● **What the task asks**
In the entries below, find every line with the string "cloud" and copy it.
+++ Input for this task +++
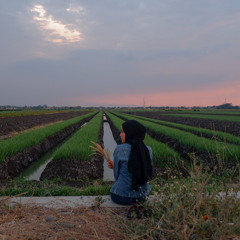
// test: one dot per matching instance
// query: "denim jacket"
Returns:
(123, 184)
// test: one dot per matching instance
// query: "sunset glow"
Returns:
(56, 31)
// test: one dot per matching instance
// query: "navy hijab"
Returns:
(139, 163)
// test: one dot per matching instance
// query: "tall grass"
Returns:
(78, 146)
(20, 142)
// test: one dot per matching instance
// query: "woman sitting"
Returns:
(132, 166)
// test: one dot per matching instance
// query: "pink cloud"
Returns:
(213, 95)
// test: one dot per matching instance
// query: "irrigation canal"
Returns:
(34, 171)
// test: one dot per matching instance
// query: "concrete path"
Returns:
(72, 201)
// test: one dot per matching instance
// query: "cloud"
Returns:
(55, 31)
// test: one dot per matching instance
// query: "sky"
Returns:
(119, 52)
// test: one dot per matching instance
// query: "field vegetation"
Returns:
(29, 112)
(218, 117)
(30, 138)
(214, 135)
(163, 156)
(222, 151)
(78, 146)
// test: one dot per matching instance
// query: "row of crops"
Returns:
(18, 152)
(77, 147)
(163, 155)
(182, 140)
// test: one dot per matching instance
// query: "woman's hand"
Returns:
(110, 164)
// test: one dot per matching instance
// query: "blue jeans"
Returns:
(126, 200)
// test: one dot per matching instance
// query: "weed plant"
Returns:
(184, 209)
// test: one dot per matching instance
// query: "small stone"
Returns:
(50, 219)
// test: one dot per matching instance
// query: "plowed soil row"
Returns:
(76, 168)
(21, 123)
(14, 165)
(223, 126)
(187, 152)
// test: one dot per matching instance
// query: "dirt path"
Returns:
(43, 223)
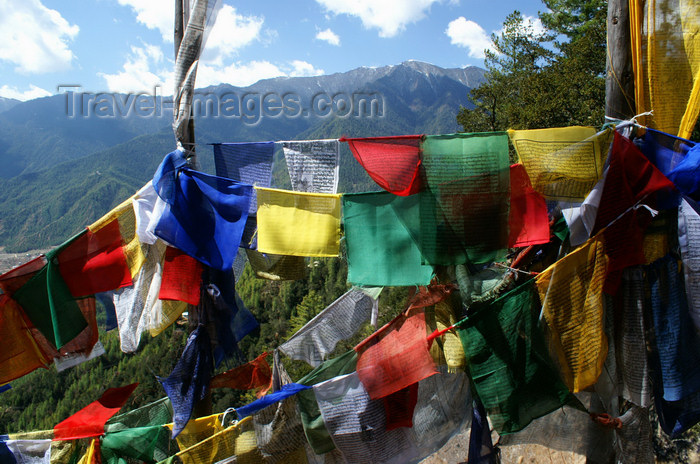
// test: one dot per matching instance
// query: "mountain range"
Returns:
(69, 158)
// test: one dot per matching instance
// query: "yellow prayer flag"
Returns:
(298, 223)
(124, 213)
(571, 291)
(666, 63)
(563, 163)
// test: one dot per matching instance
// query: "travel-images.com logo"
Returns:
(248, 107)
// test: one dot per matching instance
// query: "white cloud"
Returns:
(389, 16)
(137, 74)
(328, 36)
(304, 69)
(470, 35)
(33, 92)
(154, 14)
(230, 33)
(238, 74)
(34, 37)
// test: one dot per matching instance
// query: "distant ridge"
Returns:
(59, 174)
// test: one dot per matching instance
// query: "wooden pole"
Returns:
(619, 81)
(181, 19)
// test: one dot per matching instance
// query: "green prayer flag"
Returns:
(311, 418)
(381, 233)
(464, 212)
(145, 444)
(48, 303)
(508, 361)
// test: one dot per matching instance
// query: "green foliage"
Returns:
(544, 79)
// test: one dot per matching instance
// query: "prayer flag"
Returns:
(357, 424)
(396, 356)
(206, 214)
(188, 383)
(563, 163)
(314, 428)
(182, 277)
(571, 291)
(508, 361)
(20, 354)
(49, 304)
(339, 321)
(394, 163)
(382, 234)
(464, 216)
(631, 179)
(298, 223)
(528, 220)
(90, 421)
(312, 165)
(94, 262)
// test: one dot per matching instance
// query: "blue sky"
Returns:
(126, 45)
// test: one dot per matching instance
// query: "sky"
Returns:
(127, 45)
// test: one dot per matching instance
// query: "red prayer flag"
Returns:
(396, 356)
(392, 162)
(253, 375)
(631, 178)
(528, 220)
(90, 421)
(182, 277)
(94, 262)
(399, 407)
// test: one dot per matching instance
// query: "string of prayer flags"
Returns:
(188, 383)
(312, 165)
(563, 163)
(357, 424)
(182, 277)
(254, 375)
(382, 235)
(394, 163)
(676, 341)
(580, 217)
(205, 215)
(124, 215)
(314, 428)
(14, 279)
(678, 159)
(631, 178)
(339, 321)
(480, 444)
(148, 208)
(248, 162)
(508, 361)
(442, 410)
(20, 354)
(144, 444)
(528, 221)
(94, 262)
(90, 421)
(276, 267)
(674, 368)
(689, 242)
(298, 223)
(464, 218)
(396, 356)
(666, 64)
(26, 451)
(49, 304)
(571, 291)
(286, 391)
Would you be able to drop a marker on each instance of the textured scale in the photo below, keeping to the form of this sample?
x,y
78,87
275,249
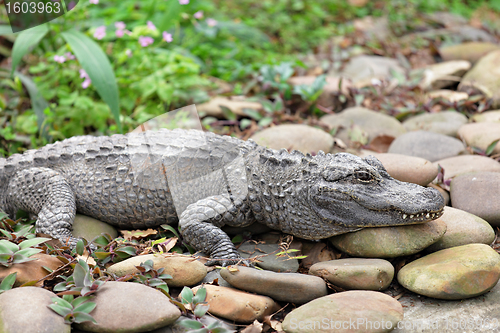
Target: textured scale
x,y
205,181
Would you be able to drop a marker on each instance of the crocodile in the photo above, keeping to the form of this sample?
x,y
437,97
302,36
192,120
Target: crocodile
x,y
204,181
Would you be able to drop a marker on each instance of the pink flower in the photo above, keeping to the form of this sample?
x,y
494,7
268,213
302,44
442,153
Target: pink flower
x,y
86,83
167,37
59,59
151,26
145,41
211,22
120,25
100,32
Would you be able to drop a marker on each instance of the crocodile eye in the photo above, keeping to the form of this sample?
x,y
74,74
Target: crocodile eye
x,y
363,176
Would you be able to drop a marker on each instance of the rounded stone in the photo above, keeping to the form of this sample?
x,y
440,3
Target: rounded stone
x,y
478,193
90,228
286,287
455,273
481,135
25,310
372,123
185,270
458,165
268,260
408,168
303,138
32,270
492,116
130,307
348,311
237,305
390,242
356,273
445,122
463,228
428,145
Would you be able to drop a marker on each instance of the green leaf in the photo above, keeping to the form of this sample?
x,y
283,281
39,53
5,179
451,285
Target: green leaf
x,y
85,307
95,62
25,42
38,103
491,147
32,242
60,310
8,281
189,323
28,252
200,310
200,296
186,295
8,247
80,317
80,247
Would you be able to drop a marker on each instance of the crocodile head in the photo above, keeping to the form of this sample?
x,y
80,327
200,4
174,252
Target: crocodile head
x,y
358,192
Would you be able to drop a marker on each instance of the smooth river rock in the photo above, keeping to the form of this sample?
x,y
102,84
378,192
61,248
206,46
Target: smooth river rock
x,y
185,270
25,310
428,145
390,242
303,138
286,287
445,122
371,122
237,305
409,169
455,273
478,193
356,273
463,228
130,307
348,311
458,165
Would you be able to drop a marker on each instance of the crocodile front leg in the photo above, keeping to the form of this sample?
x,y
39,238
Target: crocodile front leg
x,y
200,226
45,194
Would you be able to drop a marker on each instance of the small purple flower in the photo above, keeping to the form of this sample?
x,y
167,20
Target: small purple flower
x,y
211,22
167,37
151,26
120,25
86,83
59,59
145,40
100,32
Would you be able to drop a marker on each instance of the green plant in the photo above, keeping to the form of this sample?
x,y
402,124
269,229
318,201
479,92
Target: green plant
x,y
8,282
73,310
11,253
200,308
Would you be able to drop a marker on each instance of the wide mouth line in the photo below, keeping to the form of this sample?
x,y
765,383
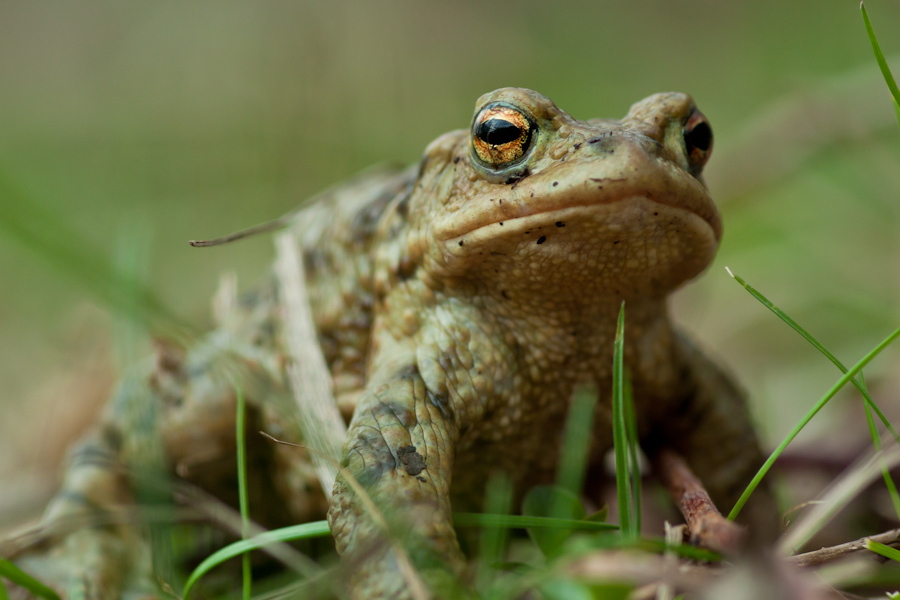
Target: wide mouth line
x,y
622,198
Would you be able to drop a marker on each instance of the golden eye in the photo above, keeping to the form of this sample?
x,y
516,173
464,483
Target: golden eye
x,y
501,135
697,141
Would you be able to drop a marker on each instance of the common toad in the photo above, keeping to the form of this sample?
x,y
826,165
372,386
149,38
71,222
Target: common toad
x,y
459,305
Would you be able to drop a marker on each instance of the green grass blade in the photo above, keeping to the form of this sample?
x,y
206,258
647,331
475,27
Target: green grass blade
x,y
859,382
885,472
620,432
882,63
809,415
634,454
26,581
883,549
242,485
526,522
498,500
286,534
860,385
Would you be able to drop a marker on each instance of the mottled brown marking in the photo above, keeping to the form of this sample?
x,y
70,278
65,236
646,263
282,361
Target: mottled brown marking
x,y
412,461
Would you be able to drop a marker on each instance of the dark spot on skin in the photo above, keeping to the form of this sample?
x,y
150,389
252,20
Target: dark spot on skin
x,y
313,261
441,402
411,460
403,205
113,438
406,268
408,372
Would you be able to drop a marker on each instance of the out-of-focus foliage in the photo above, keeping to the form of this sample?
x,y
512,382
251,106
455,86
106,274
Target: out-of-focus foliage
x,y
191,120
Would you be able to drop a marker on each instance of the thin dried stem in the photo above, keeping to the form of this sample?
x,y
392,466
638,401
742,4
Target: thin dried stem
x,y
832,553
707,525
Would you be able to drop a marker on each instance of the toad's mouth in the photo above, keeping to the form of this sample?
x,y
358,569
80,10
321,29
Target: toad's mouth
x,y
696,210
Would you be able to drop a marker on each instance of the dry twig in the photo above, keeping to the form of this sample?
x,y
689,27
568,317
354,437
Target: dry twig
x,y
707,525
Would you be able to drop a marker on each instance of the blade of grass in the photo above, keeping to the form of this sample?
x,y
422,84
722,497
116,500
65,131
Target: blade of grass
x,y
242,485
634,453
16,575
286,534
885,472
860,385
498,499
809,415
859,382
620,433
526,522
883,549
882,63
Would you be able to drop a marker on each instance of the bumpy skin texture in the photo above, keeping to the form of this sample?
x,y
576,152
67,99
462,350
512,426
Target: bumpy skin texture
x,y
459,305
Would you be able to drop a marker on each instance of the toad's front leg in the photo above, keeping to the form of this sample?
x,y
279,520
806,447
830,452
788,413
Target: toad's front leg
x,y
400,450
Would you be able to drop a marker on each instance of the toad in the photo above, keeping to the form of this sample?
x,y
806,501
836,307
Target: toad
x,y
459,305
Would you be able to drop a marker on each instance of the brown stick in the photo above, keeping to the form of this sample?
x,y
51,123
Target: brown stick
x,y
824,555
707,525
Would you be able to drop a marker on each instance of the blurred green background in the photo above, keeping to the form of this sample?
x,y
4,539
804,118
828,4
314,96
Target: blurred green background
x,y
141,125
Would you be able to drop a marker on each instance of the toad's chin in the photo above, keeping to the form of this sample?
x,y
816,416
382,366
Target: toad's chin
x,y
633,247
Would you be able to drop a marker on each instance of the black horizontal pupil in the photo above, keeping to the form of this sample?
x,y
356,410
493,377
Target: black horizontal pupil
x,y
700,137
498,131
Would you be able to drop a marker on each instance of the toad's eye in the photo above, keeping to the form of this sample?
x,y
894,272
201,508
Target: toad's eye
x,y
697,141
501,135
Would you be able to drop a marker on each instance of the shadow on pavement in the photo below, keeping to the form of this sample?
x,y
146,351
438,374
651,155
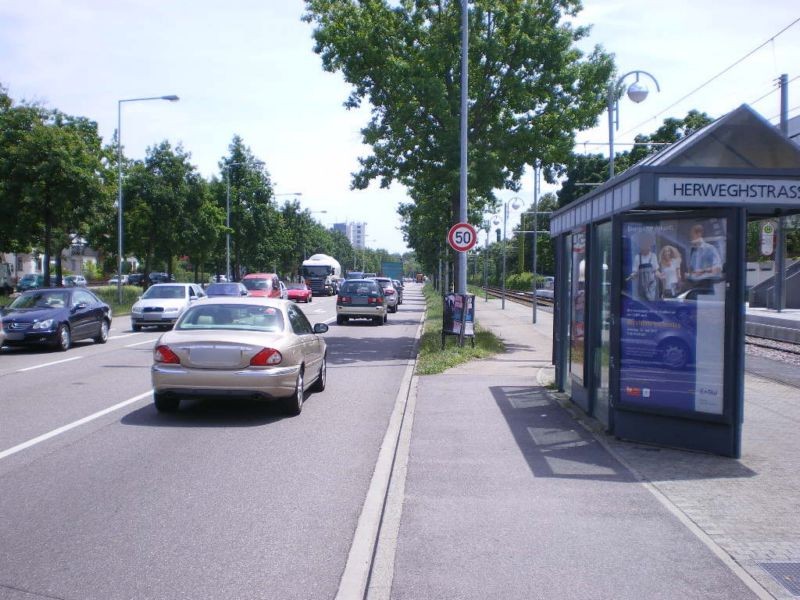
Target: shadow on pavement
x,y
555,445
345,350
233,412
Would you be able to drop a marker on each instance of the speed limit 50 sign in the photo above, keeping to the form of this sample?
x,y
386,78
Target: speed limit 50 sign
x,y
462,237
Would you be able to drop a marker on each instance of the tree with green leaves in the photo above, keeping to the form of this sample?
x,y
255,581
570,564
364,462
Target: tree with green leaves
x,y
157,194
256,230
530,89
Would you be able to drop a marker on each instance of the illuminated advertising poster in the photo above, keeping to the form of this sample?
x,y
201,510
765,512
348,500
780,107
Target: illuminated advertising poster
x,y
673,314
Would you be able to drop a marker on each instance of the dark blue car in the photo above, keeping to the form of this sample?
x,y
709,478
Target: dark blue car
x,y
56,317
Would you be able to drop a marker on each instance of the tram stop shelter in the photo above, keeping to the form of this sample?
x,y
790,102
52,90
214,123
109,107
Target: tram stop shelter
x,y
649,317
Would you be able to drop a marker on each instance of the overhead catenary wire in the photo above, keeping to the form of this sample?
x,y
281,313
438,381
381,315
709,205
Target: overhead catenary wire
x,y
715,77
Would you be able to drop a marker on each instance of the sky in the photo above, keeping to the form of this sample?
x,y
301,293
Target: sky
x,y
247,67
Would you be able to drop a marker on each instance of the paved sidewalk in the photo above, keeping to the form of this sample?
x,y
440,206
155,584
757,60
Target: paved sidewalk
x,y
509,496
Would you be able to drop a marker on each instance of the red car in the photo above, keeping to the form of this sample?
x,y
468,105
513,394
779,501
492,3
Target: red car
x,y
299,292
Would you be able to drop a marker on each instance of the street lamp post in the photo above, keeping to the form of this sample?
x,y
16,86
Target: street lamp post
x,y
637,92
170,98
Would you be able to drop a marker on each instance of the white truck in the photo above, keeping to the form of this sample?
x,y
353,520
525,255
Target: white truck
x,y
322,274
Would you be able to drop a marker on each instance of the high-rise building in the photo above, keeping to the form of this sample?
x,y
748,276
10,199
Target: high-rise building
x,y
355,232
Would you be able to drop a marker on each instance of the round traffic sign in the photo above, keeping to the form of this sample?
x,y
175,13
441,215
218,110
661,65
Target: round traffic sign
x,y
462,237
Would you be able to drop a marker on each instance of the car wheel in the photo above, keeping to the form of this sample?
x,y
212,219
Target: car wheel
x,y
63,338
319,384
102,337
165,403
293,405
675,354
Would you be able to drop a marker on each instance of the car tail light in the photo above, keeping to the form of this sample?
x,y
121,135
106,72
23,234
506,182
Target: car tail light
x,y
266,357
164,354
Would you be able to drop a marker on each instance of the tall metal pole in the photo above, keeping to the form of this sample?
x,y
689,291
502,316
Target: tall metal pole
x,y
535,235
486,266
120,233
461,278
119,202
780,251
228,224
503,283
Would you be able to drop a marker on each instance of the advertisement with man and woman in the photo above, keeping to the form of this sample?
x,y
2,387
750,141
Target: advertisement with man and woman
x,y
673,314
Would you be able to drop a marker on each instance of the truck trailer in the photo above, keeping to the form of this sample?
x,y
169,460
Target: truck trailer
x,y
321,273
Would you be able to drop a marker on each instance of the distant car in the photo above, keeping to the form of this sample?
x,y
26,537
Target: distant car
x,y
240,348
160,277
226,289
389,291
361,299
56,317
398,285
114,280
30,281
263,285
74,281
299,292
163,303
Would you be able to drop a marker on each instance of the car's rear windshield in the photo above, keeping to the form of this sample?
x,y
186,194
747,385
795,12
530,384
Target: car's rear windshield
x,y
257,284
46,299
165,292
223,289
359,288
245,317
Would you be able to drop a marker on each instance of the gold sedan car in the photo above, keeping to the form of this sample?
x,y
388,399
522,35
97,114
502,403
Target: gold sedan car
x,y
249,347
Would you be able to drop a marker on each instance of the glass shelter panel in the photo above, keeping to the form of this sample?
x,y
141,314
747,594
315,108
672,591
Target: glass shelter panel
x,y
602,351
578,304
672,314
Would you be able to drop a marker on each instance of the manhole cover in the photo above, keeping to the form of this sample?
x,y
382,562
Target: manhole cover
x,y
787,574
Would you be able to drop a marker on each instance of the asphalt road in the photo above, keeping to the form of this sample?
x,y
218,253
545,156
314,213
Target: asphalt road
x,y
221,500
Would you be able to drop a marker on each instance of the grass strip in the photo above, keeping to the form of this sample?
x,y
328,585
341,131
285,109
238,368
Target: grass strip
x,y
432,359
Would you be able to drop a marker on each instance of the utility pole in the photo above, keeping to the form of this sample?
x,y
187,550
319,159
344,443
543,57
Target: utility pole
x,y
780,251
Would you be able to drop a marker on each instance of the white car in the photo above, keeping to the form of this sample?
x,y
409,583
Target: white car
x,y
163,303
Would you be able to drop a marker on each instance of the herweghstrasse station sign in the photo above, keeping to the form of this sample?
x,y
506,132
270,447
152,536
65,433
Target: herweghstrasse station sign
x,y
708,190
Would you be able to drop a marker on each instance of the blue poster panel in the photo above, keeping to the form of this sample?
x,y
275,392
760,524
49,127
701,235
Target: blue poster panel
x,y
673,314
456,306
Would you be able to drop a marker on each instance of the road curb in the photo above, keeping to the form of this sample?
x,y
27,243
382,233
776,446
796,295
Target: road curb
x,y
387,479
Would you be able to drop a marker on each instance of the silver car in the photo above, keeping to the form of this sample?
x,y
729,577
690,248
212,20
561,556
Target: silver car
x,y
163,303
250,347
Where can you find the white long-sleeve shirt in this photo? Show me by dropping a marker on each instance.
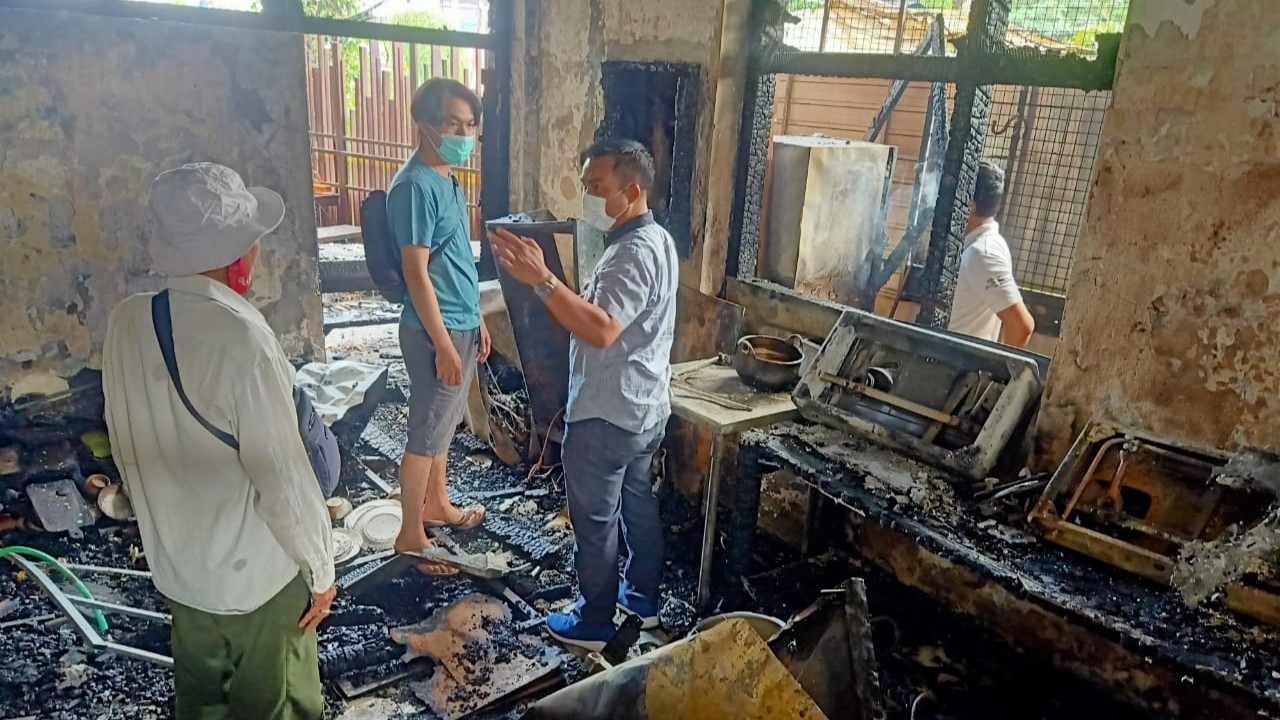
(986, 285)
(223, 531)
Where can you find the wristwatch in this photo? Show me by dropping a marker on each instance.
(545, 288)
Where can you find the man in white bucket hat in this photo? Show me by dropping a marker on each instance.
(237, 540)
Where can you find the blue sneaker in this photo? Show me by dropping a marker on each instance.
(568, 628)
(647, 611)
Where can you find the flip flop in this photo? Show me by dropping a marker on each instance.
+++
● **Response to the task**
// query: "pink cloud"
// query: "cloud"
// query: "white cloud"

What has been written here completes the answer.